Restate only the tail of the data below, starting at the line that contains "Query: dog on leash" and including the last line, word for word.
═══ Raw data
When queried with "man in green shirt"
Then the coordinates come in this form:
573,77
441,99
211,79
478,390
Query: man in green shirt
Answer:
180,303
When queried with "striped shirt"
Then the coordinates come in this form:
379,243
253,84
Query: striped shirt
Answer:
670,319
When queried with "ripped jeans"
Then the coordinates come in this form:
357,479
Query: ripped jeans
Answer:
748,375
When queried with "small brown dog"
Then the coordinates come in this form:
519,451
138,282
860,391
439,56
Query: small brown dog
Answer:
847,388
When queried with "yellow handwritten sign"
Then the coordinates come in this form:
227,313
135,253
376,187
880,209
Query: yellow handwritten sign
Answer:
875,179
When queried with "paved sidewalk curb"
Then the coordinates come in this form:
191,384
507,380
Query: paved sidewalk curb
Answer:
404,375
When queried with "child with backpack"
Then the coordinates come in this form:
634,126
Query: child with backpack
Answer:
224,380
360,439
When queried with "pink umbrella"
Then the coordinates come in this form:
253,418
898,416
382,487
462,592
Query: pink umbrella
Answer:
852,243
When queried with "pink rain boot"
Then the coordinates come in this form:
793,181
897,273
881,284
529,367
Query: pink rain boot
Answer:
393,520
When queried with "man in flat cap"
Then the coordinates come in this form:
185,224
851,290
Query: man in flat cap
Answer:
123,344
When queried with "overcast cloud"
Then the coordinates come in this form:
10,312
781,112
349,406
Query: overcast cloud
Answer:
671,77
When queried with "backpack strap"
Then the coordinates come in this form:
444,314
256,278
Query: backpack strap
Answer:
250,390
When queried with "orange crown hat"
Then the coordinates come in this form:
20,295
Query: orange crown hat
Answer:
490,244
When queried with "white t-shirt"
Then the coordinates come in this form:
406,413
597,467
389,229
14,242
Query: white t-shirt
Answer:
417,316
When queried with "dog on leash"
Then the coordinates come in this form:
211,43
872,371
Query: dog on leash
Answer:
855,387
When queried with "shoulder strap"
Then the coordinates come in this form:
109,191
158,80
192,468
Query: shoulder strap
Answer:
══════
Response.
Query: dog on leash
Answer:
855,387
When queried with "shoulder strap"
Then the coordinates come in this form:
109,191
158,80
192,468
Query: shoulder strap
Answer:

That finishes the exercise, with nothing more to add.